**What you are asked to do:** List all lines of the data containing the word "positive".

_ _ _ _ _

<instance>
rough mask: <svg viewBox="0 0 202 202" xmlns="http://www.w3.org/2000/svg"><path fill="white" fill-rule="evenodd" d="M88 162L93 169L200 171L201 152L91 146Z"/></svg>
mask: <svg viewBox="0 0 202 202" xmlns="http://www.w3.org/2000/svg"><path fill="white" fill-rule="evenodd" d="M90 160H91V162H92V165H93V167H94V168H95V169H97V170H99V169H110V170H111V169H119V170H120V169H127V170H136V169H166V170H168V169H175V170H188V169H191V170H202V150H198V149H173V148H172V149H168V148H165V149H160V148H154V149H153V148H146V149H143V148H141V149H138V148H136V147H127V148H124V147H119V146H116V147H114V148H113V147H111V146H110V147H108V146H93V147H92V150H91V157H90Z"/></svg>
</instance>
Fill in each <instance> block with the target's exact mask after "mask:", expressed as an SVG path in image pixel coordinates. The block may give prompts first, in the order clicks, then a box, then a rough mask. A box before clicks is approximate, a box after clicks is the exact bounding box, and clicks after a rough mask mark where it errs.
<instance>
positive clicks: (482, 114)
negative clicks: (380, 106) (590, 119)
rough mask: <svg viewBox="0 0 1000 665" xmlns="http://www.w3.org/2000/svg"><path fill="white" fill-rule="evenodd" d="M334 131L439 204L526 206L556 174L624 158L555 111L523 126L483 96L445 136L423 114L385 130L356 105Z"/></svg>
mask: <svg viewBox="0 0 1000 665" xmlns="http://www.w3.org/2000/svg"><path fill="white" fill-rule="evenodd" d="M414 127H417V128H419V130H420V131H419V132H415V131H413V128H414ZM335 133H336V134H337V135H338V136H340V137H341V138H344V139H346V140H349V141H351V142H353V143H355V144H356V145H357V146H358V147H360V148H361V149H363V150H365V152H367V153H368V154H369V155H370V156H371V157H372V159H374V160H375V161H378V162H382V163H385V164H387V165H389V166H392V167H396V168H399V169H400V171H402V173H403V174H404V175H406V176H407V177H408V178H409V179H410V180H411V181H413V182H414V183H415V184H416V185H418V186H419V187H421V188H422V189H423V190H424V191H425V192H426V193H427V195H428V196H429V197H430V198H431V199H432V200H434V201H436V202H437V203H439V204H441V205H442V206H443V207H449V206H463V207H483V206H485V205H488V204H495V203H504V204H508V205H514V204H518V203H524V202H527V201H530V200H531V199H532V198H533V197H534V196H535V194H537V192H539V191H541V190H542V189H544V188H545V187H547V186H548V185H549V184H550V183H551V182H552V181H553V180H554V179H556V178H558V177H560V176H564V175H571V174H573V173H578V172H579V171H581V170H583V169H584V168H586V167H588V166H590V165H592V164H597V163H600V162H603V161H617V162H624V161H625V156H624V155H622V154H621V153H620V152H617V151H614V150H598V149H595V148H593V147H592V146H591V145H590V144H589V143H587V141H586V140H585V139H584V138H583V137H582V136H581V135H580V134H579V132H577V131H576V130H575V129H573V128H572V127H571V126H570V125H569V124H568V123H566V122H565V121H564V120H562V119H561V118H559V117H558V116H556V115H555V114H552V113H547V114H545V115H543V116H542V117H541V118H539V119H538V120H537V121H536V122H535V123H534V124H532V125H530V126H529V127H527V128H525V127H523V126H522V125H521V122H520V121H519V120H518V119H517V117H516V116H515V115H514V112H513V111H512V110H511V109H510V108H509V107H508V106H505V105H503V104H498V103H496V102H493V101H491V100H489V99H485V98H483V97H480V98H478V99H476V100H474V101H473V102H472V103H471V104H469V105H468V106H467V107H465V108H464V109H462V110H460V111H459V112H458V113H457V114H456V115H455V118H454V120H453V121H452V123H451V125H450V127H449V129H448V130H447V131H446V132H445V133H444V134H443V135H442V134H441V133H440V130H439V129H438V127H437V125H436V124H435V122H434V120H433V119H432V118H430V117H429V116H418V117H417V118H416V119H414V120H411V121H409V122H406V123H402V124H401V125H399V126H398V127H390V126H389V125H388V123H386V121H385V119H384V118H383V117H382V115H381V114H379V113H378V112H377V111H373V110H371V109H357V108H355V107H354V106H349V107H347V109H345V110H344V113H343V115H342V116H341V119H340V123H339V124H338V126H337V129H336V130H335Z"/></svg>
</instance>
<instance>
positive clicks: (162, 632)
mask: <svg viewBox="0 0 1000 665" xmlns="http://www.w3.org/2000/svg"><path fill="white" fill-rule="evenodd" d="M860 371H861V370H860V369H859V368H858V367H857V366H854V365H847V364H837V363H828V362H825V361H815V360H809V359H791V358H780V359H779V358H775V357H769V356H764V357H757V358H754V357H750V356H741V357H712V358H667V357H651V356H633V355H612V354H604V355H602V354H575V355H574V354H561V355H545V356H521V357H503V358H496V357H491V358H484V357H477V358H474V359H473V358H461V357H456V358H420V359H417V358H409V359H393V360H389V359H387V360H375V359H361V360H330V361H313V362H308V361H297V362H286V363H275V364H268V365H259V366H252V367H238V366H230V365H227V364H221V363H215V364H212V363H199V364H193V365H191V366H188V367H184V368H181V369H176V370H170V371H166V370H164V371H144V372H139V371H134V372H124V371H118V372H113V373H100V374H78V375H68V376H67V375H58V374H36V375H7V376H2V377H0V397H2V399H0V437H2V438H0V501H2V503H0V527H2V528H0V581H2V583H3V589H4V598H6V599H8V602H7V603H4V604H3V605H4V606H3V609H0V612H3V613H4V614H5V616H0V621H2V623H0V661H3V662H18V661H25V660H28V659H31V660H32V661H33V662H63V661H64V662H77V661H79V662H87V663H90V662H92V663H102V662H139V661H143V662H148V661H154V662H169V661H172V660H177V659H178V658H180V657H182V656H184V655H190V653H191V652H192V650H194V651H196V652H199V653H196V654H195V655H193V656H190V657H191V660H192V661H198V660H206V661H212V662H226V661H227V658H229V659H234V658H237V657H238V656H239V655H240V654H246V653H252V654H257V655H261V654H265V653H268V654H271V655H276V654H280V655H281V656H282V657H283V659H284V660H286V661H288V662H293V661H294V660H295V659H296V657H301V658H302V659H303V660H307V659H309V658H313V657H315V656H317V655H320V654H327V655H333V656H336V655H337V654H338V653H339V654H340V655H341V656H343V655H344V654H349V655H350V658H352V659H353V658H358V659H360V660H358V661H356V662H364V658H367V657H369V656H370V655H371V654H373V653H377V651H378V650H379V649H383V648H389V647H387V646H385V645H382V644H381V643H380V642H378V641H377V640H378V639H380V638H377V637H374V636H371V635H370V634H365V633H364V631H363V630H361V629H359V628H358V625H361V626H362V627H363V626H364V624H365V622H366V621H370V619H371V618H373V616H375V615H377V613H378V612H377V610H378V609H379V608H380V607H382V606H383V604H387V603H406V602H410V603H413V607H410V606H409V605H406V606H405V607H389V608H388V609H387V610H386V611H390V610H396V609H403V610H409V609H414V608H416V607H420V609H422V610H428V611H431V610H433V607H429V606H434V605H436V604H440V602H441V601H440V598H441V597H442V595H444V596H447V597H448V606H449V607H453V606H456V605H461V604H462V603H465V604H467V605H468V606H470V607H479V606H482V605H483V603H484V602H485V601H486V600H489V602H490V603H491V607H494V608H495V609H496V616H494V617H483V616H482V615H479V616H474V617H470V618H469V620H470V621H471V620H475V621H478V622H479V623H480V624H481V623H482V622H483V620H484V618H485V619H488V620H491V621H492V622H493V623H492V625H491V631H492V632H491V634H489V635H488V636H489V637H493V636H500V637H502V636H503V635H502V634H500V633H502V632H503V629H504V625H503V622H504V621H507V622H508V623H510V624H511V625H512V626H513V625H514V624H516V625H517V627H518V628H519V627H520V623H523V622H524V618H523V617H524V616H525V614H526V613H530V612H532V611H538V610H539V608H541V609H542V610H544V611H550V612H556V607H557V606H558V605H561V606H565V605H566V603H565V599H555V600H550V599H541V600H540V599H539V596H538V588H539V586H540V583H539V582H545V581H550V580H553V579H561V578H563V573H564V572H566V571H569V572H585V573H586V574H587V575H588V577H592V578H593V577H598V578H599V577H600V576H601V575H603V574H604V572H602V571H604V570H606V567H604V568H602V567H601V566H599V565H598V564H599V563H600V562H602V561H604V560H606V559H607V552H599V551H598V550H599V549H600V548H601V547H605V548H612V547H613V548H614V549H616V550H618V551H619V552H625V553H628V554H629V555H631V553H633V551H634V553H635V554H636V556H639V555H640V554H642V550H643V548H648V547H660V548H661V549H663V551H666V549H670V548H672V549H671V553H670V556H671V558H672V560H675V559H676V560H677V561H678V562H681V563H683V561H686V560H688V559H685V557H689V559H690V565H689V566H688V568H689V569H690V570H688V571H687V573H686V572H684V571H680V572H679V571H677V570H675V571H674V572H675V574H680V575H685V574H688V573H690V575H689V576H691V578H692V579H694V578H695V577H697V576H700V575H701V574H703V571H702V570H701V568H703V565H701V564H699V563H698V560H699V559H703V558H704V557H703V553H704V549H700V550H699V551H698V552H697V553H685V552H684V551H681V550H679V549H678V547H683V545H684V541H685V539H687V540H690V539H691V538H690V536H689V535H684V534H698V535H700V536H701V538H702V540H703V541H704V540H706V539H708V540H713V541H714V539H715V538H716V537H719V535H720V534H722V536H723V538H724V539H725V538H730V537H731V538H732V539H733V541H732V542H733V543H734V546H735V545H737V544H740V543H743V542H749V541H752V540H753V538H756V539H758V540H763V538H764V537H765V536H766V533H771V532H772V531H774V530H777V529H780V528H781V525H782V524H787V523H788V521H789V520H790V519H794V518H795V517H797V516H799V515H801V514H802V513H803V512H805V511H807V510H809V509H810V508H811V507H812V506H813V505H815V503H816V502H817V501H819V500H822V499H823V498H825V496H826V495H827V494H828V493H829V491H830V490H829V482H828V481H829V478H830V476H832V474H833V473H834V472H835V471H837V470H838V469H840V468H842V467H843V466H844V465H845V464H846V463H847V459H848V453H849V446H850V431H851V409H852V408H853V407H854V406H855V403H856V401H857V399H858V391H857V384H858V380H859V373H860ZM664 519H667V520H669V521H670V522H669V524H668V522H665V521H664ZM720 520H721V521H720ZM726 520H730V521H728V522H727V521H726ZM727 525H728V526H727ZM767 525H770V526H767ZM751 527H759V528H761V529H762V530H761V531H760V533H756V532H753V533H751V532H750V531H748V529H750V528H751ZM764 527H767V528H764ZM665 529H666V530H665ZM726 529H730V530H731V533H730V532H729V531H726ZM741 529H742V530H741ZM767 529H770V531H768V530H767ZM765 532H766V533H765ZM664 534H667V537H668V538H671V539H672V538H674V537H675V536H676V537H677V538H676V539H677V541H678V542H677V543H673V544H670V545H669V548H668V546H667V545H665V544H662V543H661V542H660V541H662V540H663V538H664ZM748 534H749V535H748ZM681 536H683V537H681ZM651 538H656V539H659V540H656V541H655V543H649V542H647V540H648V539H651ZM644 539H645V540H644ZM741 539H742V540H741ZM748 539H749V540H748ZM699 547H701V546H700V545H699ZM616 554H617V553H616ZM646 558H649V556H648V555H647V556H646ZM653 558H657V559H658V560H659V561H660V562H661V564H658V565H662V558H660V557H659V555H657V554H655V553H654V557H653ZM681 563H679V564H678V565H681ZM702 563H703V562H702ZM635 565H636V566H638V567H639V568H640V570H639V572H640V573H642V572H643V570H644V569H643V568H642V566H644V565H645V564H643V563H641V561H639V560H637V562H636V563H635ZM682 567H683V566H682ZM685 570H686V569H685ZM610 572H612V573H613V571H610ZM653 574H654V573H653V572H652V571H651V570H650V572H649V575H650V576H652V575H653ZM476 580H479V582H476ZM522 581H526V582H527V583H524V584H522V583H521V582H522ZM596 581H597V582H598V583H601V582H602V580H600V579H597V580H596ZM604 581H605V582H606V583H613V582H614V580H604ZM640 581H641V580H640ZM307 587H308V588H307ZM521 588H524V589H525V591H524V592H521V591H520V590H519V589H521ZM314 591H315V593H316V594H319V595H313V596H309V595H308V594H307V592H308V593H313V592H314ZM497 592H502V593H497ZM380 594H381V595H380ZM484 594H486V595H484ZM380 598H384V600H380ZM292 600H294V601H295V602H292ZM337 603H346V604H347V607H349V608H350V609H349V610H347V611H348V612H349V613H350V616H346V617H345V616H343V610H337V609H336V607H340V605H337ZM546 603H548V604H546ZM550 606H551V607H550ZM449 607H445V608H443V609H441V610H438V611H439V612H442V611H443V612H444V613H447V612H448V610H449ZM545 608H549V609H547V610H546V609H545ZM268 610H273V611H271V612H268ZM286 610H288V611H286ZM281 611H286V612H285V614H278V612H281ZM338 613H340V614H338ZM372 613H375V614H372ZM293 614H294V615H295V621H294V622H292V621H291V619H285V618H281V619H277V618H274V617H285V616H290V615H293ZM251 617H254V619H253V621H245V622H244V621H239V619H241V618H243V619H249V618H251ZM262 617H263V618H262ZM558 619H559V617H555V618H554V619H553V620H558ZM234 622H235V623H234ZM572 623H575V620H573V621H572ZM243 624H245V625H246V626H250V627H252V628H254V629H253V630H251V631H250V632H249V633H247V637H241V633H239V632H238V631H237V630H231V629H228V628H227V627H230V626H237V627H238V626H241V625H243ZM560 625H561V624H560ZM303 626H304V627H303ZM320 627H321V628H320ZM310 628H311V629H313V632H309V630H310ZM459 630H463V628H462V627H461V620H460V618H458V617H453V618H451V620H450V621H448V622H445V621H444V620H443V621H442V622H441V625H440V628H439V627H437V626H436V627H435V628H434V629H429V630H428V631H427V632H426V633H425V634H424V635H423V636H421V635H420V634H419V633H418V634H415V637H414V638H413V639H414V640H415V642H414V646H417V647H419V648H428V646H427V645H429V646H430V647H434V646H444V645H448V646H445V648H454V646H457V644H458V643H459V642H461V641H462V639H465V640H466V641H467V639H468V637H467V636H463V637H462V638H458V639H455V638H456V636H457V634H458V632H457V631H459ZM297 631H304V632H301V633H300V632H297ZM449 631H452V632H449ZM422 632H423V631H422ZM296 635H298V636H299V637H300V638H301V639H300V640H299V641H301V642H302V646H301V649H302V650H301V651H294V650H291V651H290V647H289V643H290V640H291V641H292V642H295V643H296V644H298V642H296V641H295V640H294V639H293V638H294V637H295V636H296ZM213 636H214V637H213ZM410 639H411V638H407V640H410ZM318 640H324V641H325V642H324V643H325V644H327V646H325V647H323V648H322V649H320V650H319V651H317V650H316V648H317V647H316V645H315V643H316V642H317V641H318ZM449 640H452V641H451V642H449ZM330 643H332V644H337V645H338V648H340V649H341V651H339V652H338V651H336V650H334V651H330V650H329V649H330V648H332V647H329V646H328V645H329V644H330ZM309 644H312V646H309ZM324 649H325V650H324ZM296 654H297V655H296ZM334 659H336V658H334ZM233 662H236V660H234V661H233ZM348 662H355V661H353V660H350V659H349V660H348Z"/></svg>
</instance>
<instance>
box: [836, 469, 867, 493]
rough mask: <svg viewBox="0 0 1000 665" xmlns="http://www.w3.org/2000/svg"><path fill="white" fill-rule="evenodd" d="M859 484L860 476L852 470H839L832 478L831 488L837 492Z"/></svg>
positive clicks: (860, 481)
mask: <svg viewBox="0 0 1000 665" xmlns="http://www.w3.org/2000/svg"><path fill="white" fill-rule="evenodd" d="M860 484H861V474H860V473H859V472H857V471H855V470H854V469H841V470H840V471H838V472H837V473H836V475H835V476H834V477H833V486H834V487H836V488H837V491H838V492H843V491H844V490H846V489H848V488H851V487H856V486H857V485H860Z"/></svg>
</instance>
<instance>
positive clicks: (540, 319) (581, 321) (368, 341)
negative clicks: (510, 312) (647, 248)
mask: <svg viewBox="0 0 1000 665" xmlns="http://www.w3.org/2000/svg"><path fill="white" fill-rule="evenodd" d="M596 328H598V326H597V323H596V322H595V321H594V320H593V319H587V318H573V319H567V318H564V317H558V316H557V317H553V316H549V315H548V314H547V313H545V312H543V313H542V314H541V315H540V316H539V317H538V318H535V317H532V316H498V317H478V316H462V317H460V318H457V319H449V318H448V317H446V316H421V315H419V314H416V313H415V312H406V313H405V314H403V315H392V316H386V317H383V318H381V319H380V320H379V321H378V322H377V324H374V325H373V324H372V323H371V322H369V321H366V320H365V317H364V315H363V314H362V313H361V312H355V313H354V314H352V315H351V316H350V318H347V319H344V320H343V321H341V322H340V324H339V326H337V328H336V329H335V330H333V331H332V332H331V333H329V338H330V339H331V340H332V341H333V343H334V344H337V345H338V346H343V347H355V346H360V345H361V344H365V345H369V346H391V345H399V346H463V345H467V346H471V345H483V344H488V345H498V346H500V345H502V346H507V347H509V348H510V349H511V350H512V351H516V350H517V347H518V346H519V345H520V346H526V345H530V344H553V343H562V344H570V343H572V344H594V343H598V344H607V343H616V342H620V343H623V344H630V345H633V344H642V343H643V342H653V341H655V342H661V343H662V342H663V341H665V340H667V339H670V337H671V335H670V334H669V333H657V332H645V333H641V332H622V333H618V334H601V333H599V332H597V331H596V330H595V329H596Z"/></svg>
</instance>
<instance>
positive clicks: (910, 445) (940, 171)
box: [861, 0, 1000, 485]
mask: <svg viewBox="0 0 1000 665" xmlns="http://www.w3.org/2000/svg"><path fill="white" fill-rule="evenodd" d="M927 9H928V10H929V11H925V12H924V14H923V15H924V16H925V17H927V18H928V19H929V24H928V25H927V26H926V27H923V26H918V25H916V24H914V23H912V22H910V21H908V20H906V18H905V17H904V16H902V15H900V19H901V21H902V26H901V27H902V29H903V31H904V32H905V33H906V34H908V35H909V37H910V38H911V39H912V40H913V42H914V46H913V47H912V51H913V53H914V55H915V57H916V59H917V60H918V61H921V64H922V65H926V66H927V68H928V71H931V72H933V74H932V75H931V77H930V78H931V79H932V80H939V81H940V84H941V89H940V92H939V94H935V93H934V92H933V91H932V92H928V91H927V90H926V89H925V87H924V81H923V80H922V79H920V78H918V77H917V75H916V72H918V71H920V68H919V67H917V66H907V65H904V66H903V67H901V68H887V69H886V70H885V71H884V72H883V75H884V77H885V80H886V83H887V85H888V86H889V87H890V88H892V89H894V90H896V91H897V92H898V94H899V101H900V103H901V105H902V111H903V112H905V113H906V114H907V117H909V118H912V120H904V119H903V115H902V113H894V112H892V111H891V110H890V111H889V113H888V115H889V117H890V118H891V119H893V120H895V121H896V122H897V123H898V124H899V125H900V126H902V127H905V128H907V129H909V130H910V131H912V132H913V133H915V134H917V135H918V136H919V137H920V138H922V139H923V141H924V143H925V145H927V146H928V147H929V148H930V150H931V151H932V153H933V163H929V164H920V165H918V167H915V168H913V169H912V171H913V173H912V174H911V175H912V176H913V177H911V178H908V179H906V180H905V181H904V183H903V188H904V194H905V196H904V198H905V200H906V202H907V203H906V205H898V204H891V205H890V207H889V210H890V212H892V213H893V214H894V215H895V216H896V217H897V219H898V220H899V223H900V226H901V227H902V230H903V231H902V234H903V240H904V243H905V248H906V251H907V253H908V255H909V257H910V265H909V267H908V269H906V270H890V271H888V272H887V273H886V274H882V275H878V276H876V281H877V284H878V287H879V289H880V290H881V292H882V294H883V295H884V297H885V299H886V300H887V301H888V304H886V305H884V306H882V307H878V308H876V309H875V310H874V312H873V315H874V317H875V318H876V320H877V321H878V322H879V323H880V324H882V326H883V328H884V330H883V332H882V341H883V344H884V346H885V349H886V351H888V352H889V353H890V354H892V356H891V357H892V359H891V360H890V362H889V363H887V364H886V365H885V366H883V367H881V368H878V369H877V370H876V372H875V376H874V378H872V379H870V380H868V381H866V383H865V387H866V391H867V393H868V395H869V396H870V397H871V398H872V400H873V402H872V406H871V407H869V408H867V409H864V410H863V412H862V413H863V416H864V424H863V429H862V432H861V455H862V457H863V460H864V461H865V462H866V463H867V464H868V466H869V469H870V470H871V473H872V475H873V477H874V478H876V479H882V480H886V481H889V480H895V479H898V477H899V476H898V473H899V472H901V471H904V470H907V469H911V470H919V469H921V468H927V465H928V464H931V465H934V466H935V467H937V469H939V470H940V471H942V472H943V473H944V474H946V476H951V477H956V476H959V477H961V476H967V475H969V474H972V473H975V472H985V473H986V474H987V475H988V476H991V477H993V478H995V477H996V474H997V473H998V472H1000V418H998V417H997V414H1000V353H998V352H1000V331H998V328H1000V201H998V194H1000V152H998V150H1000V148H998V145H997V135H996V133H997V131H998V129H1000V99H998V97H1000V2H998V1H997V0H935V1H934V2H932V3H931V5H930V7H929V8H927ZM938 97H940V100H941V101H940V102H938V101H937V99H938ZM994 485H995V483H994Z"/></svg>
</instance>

_ _ _ _ _

**Task result:**
positive clicks: (482, 114)
positive clicks: (162, 632)
positive clicks: (860, 481)
positive clicks: (540, 319) (581, 321) (368, 341)
positive clicks: (910, 445) (940, 171)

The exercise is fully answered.